ATLANTA - Sadly, Condoleezza Rice's parents did not live to see their only child's greatest accomplishment. She is about to become secretary of state, the first black woman to hold the highest post in the Cabinet.
Ms. Rice's parents were single-minded in grooming her for extraordinary success despite the circumstances of her birth. A daughter of the segregated South and childhood friend of Denise McNair, one of the four girls killed in the 1963 bombing of a black church in Birmingham, Ala., Ms. Rice would have seemed back then an unlikely candidate for such high office.
Her tenure should be judged on whether she manages to steer President Bush's foreign policy away from its dangerous imperialist tendencies.
In her confirmation hearings, Ms. Rice proclaimed a sincere interest in restoring the traditional alliances that Mr. Bush and his team (including her) went about ripping to shreds during their first four years. Contemptuous of France and Germany, patronizing even toward Britain, our ally, the Bush administration invaded Iraq with the disapproval of most of the world and then had the gall to try to talk France and Germany into sinking their troops into the quagmire. That didn't go very well.
It's no surprise that Ms. Rice now claims she wants to mend fences. That's what her confirmation audience wanted to hear. After all, it has become only too clear that the United States needs all the help it can get - not necessarily to stabilize Iraq (it's probably too late for that) but to deal with Iran and North Korea. There's also the real war on terror, which revolves around the still-at-large Osama bin Laden and al-Qaida, which has cells spread across the globe.
But Ms. Rice would have to run hard to rein in the president's worst instincts. First, she'd have to do an about-face. As national security adviser, she was one of the White House hawks - cheerleader for a pre-emptive war based on false premises, egregious misconceptions and naive assumptions. And nothing in her confirmation hearings suggested that she was prepared to acknowledge those colossal missteps.
If she is - like the president himself - suffering from the grand delusion that the invasion of Iraq was completely justified and perfectly planned, her tenure will be disastrous. Many who share the president's skewed reality are now insisting that the United States should continue its quixotic quest to implant Jeffersonian democracy by invading Iran and Syria. If Ms. Rice also inhabits that reality, the next four years will see a U.S. foreign policy run amok.
But maybe, just maybe, Ms. Rice is firmly grounded in reality. Perhaps, in her tenure as national security adviser, she was simply not in a strong enough position to stare down Defense Secretary Donald H. Rumsfeld or Vice President Dick Cheney - White House insiders, foreign-policy veterans and masters at the fine art of browbeating and back-stabbing. Maybe Ms. Rice knew better than to believe in their imperialist ambitions but didn't have the power to quash them.
She will need to find that power, that backbone, now. She starts with an advantage that her predecessor, Colin L. Powell, never had: She has the president's profound trust. As one of his closest friends, she spends more time with him than any other member of his Cabinet. She should use it to steer him toward a pragmatic foreign policy that respects allies, values diplomacy and understands compromise.
If she accomplishes that, she will have done much more than become the first black woman to serve as secretary of state. She will have done her nation a great service, moderating a foreign policy that has made the world more dangerous.
Cynthia Tucker is editorial page editor for The Atlanta Journal-Constitution. Her column appears Mondays in The Sun.

• **Data excerpts**
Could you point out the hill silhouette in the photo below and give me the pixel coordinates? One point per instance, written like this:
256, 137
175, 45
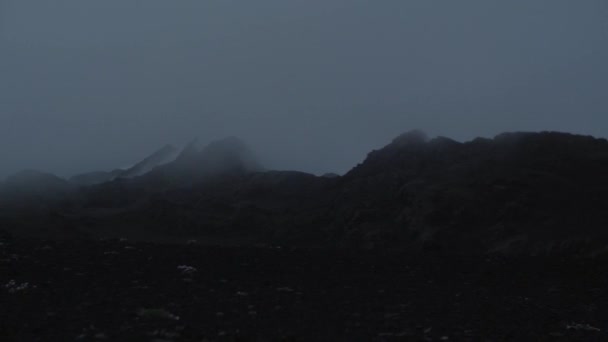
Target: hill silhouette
531, 193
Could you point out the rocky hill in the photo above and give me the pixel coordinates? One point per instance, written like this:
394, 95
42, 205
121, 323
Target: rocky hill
516, 193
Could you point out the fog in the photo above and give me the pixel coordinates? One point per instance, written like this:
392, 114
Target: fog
311, 85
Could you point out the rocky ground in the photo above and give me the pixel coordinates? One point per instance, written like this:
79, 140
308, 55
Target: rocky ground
123, 291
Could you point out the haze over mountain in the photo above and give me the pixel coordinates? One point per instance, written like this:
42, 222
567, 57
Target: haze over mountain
310, 85
516, 193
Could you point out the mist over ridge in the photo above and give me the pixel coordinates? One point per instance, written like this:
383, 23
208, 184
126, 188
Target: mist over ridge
310, 85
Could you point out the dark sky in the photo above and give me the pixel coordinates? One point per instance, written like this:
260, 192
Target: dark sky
311, 85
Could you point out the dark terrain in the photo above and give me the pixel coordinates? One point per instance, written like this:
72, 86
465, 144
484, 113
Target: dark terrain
124, 291
427, 239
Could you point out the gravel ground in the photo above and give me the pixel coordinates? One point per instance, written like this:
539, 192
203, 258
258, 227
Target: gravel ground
128, 291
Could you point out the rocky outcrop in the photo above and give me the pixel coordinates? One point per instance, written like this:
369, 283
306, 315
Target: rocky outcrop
516, 193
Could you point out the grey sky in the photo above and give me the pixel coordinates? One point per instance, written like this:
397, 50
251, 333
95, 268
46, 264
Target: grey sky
311, 85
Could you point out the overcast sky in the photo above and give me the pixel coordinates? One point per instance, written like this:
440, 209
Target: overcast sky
311, 85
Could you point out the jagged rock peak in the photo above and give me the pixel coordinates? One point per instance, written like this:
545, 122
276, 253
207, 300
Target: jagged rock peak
164, 155
229, 152
189, 151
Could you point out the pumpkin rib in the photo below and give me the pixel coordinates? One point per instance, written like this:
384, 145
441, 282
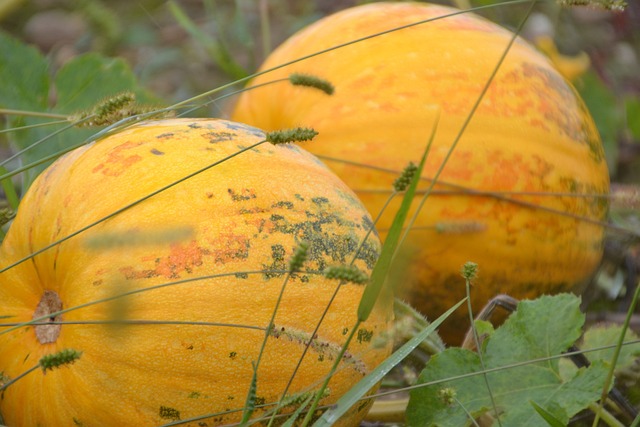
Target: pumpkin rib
530, 137
244, 215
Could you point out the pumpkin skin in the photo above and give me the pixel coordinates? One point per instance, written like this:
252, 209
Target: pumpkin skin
244, 216
530, 138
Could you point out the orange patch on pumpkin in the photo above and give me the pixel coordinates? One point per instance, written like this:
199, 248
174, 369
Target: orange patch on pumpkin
117, 162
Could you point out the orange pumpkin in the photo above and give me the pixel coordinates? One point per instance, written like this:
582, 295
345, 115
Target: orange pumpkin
201, 263
521, 191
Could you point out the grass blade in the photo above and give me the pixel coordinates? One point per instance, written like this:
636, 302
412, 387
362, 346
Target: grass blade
379, 274
365, 384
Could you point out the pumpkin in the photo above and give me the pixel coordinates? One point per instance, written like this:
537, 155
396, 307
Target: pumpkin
522, 192
201, 264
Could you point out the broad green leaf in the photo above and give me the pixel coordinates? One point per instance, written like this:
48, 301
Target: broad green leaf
557, 419
23, 73
543, 328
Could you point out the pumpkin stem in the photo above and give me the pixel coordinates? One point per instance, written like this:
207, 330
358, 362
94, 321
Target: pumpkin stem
50, 303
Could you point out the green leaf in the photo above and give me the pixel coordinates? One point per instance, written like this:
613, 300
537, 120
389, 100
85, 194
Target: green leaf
383, 265
557, 419
632, 106
374, 377
79, 84
539, 329
23, 73
214, 46
607, 336
606, 112
89, 78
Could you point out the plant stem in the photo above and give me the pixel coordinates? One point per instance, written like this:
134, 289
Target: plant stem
616, 354
10, 112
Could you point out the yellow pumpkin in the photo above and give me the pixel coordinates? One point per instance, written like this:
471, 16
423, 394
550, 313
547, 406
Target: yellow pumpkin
202, 263
522, 192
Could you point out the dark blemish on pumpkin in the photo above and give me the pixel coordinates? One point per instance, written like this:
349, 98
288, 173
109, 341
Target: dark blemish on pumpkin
230, 247
246, 128
219, 136
244, 194
168, 413
320, 200
283, 204
363, 405
364, 335
244, 211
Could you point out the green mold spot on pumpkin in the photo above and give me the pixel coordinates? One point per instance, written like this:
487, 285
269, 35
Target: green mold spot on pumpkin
320, 200
168, 413
278, 262
364, 335
283, 204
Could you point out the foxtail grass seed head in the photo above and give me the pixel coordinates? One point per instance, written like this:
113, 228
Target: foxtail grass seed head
405, 178
299, 257
308, 80
613, 5
6, 215
469, 270
286, 136
347, 273
61, 358
112, 104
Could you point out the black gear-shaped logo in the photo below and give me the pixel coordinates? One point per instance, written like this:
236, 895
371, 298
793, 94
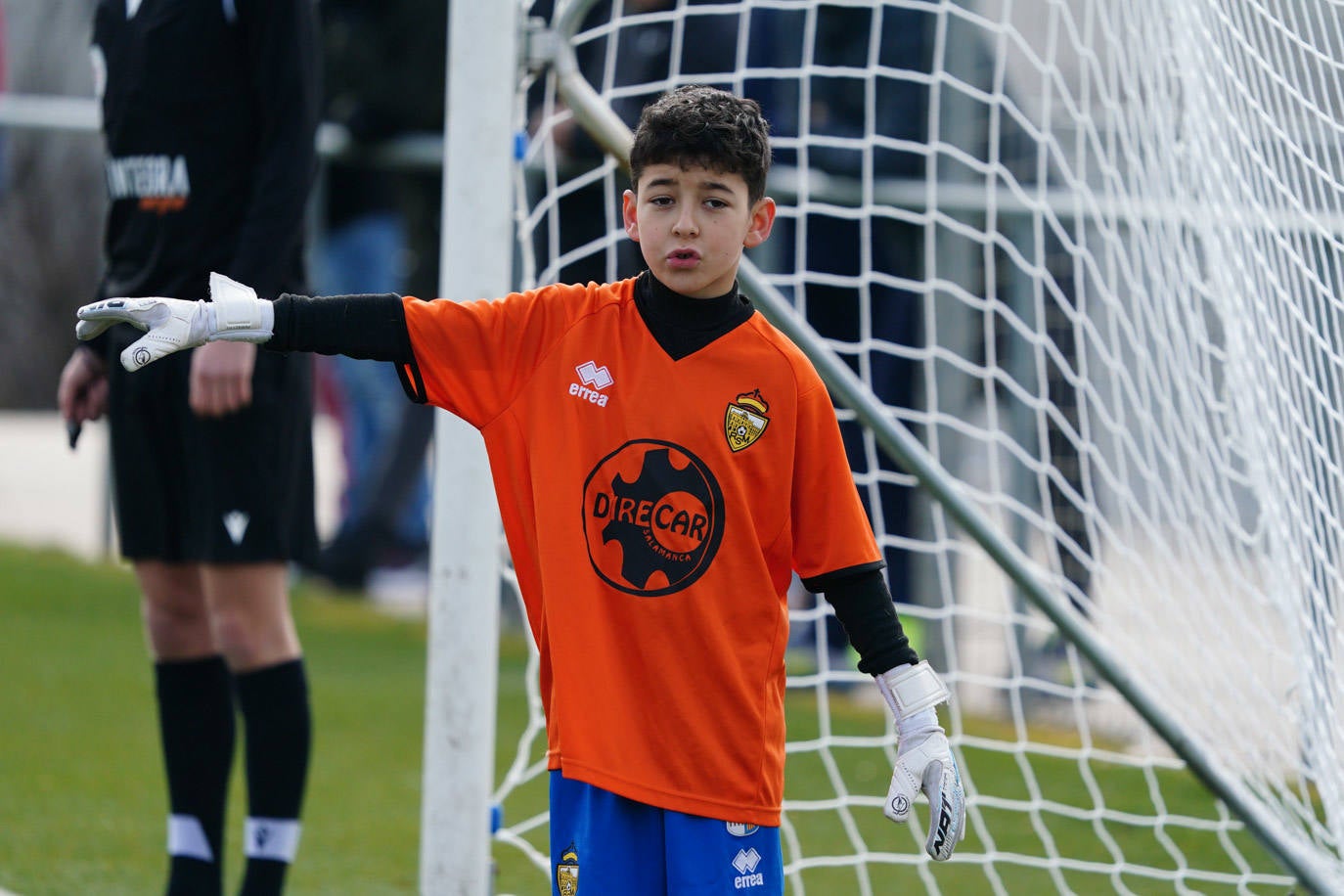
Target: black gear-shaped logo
652, 517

• **Exercises**
**a.** Answer these from the column on Condoleezza Rice:
(i) Which childhood friend of Ms. Rice was killed in the 1963 church bombing in Birmingham?
(ii) Who is named as Ms. Rice's predecessor?
(iii) On what day does the columnist's column appear in The Sun?
**b.** Translate this sentence from the column on Condoleezza Rice into Spanish: "As one of his closest friends, she spends more time with him than any other member of his Cabinet."
The records are not needed here.

• **Results for each task**
**a.**
(i) Denise McNair
(ii) Colin L. Powell
(iii) Mondays

**b.** Como una de sus amistades más cercanas, pasa más tiempo con él que cualquier otro miembro de su Gabinete.